##### Fragmento del texto #####

Por Antonio María Araújo
Al finalizar la década de los años noventa, en un medio día de mi natal La Paz, cuando el canto de los gallos despertó a las fotoceldas del alumbrado público para que iluminaran las calles porque la oscuridad de la noche se había tomado por cinco minutos al día, supe que Dios me había concedido la oportunidad de asistir a un fenómeno astral extraordinario como lo es un eclipse total de sol, repetible en este mismo sitio solo dos o tres siglos después.
Esa misma sensación me apresó desde el momento en que se conoció el deceso del cantante y compositor Diomedes Díaz Maestre, sobre todo al observar el despliegue noticioso e inédita multitud asistente al sepelio del afamado artista. Inicialmente la noticia cayó como un balde de agua fría para los que precisamente estábamos ponderando la excelencia musical de su nuevo disco compacto. La despedida coincidió con el mejor trabajo discográfico de sus últimos tiempos. Al instante las lágrimas reemplazaron la alegría previa a la navidad, dejando que espontáneamente brotaran las anécdotas, algunas de audaces demostraciones de afecto de sus seguidores y otras de faraónicas muestras filantrópicas de ‘El Cacique’.
A la tarima ‘Francisco El Hombre’ llegaron a tributarle un adiós representantes de los diferentes puntos de la geografía mundial, el cual se ahogará cada vez que suene una canción suya; sus hijos y colegas unidos en un solo canto exprimieron las lágrimas; ‘Poncho’ Zuleta siempre grande, con su inteligencia natural atinó a decir, “Diomedes hizo metástasis en el corazón de los colombianos”; Jorge Oñate se sintió iluminado y dijo su mejor discurso; Villazón, Peter y Silvestre tributaron el homenaje a la inagotable fuente musical que en vida irrigó sus talentos.

##### Material de estudio #####

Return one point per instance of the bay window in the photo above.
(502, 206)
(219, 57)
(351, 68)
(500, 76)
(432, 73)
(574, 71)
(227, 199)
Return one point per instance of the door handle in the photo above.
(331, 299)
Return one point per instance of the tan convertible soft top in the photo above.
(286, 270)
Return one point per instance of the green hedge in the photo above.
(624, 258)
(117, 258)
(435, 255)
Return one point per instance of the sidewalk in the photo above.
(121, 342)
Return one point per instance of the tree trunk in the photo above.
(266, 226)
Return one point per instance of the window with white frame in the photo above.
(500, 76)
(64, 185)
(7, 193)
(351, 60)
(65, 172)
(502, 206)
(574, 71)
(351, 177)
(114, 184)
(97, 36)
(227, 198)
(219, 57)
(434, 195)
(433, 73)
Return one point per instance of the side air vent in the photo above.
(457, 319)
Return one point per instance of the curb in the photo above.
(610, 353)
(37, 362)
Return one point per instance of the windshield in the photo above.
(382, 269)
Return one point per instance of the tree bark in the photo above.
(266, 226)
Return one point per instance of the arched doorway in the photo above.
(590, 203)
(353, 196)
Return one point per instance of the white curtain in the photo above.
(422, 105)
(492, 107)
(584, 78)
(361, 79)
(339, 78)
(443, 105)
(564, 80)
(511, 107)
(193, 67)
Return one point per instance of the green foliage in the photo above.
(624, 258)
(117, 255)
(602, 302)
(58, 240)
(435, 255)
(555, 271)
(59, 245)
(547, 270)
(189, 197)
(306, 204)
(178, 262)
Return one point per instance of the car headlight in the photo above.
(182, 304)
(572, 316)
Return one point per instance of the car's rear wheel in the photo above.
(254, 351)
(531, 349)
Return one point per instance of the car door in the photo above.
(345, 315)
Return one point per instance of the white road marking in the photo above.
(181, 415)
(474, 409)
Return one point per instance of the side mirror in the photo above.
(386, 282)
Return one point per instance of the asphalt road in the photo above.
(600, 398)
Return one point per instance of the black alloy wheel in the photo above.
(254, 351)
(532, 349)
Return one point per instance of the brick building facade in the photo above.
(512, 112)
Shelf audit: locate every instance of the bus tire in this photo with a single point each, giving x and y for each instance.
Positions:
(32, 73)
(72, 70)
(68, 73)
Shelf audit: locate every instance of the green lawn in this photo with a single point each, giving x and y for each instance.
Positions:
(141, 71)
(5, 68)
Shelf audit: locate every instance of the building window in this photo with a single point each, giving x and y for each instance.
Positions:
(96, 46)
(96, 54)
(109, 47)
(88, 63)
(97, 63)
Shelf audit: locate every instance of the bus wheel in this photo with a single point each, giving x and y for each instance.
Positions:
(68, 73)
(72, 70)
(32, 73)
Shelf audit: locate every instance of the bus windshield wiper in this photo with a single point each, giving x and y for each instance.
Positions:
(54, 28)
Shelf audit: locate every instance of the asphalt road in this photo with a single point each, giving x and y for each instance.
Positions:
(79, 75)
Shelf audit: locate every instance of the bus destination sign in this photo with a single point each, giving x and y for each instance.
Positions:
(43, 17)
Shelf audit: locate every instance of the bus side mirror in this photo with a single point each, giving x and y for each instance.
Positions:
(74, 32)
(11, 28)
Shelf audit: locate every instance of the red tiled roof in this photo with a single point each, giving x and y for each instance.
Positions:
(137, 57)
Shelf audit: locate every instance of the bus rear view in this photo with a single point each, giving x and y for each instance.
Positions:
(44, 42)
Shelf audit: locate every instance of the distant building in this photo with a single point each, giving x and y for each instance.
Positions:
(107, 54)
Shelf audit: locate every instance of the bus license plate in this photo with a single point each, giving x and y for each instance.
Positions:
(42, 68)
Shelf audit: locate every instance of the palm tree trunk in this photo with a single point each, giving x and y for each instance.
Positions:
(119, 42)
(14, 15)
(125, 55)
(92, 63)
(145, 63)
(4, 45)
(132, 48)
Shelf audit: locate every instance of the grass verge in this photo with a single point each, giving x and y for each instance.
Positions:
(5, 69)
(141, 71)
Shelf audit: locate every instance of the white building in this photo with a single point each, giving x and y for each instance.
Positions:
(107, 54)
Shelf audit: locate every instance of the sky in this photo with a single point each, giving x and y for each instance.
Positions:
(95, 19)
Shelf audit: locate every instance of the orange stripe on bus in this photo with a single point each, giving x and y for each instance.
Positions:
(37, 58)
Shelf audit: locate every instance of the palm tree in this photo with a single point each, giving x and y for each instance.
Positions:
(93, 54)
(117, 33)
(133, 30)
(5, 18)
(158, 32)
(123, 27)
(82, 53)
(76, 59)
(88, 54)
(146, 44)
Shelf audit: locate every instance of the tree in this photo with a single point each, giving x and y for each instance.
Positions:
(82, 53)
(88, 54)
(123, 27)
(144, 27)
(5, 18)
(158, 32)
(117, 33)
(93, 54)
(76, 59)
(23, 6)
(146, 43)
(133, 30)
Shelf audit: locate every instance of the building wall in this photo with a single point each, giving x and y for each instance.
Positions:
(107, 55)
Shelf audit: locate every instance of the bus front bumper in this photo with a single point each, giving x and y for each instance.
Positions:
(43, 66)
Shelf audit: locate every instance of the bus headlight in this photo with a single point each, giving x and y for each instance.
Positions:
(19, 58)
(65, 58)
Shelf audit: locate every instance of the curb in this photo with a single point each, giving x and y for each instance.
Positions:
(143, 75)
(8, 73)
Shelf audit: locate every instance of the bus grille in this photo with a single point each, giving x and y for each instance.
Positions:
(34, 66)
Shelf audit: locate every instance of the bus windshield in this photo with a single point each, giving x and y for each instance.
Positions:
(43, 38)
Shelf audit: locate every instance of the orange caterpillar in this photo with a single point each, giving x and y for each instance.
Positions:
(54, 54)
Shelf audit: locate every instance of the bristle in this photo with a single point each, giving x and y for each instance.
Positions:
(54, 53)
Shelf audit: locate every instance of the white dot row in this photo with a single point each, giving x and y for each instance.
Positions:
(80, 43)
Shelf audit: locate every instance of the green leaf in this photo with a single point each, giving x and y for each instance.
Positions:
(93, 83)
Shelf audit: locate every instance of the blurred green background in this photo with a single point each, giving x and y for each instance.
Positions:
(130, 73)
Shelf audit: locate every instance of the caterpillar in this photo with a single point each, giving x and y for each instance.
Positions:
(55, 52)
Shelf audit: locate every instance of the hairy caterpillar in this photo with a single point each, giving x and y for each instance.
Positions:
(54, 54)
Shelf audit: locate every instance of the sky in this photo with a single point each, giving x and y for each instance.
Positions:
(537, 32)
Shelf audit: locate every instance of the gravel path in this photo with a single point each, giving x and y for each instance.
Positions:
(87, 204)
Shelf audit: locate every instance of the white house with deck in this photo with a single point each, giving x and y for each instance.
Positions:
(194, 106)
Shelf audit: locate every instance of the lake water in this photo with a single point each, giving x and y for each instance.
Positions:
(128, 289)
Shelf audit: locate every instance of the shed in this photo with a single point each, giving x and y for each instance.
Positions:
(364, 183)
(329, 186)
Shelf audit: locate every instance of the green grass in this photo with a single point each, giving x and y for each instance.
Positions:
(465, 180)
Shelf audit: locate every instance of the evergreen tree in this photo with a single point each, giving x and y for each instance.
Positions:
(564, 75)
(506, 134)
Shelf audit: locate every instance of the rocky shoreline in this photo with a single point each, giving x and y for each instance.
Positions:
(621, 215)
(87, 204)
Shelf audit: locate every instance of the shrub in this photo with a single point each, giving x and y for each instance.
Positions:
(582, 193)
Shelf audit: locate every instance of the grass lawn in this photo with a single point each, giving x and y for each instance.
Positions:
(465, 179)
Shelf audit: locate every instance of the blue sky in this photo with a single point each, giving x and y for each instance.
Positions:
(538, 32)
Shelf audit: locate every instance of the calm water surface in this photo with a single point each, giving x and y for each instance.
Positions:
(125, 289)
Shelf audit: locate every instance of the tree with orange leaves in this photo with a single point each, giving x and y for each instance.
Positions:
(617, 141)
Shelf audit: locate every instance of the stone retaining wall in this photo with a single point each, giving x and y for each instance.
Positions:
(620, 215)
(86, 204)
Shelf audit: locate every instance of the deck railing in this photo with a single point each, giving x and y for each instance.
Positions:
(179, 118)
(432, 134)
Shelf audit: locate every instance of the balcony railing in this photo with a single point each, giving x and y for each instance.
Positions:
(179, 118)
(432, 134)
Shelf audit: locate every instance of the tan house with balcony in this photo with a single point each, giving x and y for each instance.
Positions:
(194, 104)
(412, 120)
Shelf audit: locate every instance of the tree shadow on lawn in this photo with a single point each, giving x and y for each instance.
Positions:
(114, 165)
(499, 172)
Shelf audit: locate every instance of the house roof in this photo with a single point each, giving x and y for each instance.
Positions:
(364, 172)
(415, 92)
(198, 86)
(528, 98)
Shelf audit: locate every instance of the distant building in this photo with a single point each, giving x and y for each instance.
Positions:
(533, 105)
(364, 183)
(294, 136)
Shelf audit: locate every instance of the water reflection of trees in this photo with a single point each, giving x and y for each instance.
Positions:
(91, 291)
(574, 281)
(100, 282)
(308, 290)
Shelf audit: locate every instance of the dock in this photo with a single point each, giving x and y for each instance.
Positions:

#####

* Preguntas de estudio *
**1)** Según el fragmento sobre la muerte de Diomedes Díaz, ¿con qué coincidió su despedida?
**2)** Transcribe sin cambios el pasaje del fragmento sobre la muerte de Diomedes Díaz que va de "Esa misma sensación" a "de ‘El Cacique’.".

* Respuestas por punto *
**1)** Con el mejor trabajo discográfico de sus últimos tiempos.

**2)**
Esa misma sensación me apresó desde el momento en que se conoció el deceso del cantante y compositor Diomedes Díaz Maestre, sobre todo al observar el despliegue noticioso e inédita multitud asistente al sepelio del afamado artista. Inicialmente la noticia cayó como un balde de agua fría para los que precisamente estábamos ponderando la excelencia musical de su nuevo disco compacto. La despedida coincidió con el mejor trabajo discográfico de sus últimos tiempos. Al instante las lágrimas reemplazaron la alegría previa a la navidad, dejando que espontáneamente brotaran las anécdotas, algunas de audaces demostraciones de afecto de sus seguidores y otras de faraónicas muestras filantrópicas de ‘El Cacique’.